» What is required:
Reproduce only the lines that run from the line containing "Category: under armour logo on jersey" to the end of the entries below, exactly as they stand.

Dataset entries
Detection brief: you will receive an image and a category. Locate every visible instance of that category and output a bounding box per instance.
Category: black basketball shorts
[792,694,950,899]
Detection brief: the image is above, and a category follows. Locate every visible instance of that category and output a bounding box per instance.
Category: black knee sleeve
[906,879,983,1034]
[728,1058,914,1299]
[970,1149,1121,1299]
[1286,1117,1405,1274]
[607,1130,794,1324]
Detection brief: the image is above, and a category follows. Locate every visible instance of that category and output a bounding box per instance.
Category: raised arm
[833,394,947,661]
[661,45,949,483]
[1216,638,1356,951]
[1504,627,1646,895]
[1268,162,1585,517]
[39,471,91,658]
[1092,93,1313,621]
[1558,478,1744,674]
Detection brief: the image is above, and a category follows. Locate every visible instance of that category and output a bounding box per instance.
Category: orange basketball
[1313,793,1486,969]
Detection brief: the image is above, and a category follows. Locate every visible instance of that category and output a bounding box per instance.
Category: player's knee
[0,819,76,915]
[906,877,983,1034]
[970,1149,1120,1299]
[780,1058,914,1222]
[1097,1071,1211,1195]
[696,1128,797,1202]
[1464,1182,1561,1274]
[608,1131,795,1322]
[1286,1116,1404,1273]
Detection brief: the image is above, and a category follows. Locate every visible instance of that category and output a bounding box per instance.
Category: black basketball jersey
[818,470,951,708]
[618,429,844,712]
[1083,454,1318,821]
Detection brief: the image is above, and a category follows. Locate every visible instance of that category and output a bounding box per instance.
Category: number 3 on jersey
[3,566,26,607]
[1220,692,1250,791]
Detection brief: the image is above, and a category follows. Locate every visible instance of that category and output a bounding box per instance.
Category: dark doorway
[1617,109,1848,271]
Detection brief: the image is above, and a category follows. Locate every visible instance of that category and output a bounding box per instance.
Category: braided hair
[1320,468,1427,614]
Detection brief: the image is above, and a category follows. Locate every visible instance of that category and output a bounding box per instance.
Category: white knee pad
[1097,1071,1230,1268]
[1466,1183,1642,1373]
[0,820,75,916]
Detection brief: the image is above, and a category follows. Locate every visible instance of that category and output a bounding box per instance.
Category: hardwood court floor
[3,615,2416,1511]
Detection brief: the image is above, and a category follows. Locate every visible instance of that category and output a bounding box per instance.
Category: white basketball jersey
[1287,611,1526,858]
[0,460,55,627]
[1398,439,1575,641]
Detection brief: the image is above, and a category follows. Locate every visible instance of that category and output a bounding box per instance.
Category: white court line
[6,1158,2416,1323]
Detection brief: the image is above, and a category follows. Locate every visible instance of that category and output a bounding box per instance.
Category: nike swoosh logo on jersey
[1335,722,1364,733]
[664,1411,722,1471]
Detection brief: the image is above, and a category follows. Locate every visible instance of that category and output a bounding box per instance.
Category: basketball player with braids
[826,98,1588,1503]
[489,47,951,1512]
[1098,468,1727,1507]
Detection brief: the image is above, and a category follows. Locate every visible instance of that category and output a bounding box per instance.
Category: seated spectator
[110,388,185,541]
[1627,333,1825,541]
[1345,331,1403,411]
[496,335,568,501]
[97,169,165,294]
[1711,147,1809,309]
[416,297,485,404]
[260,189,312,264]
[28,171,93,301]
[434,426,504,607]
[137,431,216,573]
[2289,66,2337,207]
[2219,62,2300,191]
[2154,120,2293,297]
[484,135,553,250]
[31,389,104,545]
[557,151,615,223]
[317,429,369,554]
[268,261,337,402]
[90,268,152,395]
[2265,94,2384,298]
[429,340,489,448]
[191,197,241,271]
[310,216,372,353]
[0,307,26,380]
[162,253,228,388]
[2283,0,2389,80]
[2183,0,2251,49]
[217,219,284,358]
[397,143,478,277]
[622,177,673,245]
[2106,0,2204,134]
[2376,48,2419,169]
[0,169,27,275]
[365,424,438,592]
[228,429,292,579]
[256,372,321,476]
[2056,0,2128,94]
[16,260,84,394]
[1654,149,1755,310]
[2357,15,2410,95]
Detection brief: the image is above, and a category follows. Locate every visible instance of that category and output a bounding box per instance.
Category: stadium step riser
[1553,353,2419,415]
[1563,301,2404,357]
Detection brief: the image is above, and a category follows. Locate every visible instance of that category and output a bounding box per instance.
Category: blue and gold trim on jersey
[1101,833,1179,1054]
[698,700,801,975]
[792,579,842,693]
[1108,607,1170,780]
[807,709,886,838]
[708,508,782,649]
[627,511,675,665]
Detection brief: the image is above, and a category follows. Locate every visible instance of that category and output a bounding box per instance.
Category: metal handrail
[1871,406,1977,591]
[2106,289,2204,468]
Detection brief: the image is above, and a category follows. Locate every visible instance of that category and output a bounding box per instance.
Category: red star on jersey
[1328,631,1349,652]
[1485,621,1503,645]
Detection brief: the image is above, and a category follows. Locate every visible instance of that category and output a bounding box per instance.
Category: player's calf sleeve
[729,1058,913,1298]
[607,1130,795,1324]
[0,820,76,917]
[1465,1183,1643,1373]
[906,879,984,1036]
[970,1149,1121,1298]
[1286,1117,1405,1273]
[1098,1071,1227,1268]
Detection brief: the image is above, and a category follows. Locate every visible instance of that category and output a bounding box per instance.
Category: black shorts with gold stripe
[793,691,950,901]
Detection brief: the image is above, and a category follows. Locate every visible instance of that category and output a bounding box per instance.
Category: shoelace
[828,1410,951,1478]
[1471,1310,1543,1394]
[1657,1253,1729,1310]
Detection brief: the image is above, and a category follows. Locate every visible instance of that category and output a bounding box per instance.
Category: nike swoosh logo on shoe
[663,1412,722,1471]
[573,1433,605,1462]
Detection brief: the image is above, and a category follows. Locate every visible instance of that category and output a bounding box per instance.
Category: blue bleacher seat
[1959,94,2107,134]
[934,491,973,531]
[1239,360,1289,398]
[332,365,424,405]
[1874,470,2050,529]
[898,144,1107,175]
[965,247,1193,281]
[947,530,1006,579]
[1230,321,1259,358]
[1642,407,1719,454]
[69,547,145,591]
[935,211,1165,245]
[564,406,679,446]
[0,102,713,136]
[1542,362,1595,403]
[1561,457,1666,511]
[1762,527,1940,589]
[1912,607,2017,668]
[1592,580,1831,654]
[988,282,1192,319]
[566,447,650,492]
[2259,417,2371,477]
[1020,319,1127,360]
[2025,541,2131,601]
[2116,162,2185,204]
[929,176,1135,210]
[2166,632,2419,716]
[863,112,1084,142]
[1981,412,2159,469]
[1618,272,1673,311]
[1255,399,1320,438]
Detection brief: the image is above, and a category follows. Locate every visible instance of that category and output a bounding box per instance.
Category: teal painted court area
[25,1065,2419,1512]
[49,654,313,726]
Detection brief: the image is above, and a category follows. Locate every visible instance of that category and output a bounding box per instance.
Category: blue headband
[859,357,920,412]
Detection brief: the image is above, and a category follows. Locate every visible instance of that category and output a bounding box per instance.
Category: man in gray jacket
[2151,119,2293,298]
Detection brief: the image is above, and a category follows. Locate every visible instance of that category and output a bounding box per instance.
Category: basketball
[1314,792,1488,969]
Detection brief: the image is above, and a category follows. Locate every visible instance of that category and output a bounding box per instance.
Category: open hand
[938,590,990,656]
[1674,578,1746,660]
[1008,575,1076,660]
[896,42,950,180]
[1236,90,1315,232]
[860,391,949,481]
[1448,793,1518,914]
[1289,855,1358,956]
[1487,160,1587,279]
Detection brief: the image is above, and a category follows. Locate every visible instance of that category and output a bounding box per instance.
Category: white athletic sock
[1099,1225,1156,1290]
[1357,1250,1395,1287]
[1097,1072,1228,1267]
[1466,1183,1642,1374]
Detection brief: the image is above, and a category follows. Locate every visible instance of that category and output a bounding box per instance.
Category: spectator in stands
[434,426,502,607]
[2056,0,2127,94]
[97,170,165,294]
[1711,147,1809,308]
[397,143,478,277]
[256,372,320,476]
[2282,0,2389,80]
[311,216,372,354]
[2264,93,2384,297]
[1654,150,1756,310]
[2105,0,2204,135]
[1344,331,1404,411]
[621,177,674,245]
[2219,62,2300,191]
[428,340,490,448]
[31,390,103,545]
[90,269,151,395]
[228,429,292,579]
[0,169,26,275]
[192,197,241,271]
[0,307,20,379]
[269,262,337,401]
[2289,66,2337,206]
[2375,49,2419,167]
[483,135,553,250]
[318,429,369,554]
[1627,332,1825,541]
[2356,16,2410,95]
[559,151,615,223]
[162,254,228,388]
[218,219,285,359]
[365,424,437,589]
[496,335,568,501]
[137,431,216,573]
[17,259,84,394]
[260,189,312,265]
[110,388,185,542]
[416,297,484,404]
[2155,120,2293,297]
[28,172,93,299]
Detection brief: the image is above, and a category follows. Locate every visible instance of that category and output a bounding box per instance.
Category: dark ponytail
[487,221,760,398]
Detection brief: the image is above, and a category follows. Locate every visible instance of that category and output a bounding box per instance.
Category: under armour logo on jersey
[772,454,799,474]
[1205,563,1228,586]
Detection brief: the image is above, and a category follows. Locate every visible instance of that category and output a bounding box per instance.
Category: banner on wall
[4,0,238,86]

» Exercise output:
Category: under armour logo on jersey
[772,454,799,474]
[1205,563,1228,586]
Detection brief: the image is above, and a category follows. Locate every visible instance of that category and output a bounding box per instance.
Category: banner on wall
[4,0,238,86]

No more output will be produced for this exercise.